_Dataset records:_
☆ ☆ ☆ ☆ ☆
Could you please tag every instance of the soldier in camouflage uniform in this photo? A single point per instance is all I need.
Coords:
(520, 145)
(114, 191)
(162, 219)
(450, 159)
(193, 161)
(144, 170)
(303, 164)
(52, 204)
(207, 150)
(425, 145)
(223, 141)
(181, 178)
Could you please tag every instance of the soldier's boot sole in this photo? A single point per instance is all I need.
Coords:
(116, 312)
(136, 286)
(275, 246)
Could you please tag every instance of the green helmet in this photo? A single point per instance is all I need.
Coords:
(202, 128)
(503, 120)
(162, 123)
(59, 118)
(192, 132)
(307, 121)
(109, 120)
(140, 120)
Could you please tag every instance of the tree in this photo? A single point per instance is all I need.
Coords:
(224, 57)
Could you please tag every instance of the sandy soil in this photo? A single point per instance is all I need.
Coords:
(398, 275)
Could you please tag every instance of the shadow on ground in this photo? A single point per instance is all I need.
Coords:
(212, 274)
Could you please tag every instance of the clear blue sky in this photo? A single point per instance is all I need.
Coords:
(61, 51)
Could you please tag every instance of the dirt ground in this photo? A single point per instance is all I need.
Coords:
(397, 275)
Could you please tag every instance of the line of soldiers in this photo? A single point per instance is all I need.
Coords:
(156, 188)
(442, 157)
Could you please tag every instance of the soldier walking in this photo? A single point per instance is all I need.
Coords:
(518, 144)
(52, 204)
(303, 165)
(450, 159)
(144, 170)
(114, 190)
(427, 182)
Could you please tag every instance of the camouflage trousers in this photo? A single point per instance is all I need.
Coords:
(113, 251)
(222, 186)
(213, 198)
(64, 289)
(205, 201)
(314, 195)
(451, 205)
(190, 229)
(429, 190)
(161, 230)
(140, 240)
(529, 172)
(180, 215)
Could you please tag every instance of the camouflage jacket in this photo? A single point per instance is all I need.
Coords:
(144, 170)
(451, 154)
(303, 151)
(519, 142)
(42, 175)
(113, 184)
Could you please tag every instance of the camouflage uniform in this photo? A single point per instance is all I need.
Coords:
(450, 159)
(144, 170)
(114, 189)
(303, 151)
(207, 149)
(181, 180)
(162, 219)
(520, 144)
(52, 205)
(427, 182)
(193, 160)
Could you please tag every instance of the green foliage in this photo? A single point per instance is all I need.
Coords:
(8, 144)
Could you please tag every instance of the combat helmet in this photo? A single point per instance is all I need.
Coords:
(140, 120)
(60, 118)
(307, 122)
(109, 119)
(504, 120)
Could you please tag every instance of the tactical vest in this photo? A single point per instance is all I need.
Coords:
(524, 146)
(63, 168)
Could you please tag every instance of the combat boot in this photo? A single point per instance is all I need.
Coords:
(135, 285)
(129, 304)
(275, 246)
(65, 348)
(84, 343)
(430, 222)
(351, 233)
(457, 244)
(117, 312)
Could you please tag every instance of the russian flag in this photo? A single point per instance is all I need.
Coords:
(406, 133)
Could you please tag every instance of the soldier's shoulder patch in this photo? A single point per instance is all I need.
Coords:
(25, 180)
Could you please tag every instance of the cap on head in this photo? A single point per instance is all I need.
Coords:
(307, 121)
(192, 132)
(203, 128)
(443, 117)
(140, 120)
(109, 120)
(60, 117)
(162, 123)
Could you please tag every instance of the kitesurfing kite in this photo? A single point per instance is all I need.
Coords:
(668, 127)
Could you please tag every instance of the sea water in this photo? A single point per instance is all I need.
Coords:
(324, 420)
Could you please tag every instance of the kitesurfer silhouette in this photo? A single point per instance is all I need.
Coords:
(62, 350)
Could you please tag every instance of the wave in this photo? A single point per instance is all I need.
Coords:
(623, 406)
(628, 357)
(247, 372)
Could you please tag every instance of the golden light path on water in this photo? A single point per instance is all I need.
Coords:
☆ ☆ ☆ ☆ ☆
_Your instructions:_
Write out every entry again, exactly as it appears.

_Problem solution:_
Could you please tag every instance of the soldier in camouflage uniform in this photo? A single point per instance is all I need.
Coords:
(520, 145)
(114, 191)
(162, 219)
(450, 159)
(193, 161)
(144, 170)
(303, 164)
(52, 204)
(207, 150)
(425, 145)
(223, 141)
(181, 178)
Could you please tag every instance of the soldier's boot sole in this photo? A single point per instance is all I need.
Coords:
(116, 312)
(136, 286)
(275, 246)
Could you please tag every instance of the green helmet in this photo? A single point per instance is all I need.
Coords:
(202, 128)
(503, 120)
(162, 123)
(59, 118)
(192, 132)
(307, 121)
(109, 120)
(140, 120)
Could you please tag every instance of the tree in this photo? A single point per instance is all I need.
Coords:
(224, 57)
Could you please tag every instance of the sandy soil in this photo? A single point per instance is all I need.
Coords:
(398, 275)
Could you please tag every instance of the shadow on ground in this photo? A single point per instance is all I need.
Coords:
(212, 274)
Could you please tag every instance of the clear blue sky in this photo? A single point per instance is all I need.
Coords:
(61, 51)
Could you please tag every instance of the dirt ground in this photo? A single point per instance is all I need.
Coords:
(397, 275)
Could you please tag every instance of the line of soldiers in this photo? A single point per instance is all I need.
Coords:
(156, 188)
(442, 157)
Could you please tag every instance of the soldier walking in this photo? A single point per instance is all I need.
Coords:
(518, 144)
(52, 204)
(303, 165)
(450, 159)
(144, 170)
(114, 190)
(427, 182)
Could you please tag every instance of the camouflage trousers in this photo? A single point per instance is all I need.
Coords:
(113, 251)
(222, 186)
(213, 198)
(64, 289)
(205, 201)
(314, 195)
(451, 205)
(190, 229)
(429, 190)
(161, 230)
(140, 240)
(529, 172)
(180, 215)
Could you please tag every instance of the camouflage jacket in this photo? A single point per instance is all I need.
Coords:
(144, 170)
(451, 154)
(303, 151)
(519, 142)
(42, 175)
(113, 184)
Could you please tag every instance of the camouflage uniform in this photo? A single point per instance is all I need.
Coords:
(450, 159)
(144, 170)
(114, 189)
(303, 151)
(207, 149)
(181, 180)
(162, 219)
(520, 144)
(52, 205)
(427, 182)
(193, 160)
Could you please tag every instance of the green foliage in this photo? A single point per instance is all I need.
Coords:
(8, 144)
Could you please tag every instance of the combat helmet in this photo? A single point per instance is all I need.
Coords:
(140, 120)
(60, 118)
(307, 122)
(109, 119)
(504, 120)
Could you please tag every instance of the tactical vest in this photo? A single point per instance is all I need.
Coords:
(524, 146)
(63, 168)
Could you please tag every instance of the combat boot in this photo? A single point per instance is all I need.
Coords:
(135, 285)
(129, 304)
(275, 246)
(65, 348)
(84, 343)
(430, 222)
(351, 233)
(457, 244)
(117, 312)
Could you please tag every instance of the russian flag in this photo? A single point per instance is all I need.
Coords:
(406, 133)
Could you please tag every instance of the soldier's shoulder patch in this photo? A single point per instance is all I need.
Coords:
(25, 180)
Could you please tag every instance of the cap on head in this photo? A single point per instance is all I need.
Coords:
(307, 121)
(192, 132)
(203, 128)
(443, 117)
(140, 120)
(109, 120)
(60, 117)
(162, 123)
Could you please tag every instance of the kitesurfing kite in this photo? A single point per instance is all I need.
Coords:
(668, 127)
Could you please tag every instance of the sea water in this photo? A single point per instance is all I need.
Coords:
(324, 420)
Could you please tag every instance of the kitesurfer silhouette in this photo? A single point per instance is all I need.
Coords:
(62, 350)
Could you please tag every instance of the wave in this photo? A single point per instance is all I need.
Coords:
(623, 406)
(628, 357)
(247, 372)
Could you please tag every instance of the golden light path on water in this photo? A single point per instance is all I need.
Coords:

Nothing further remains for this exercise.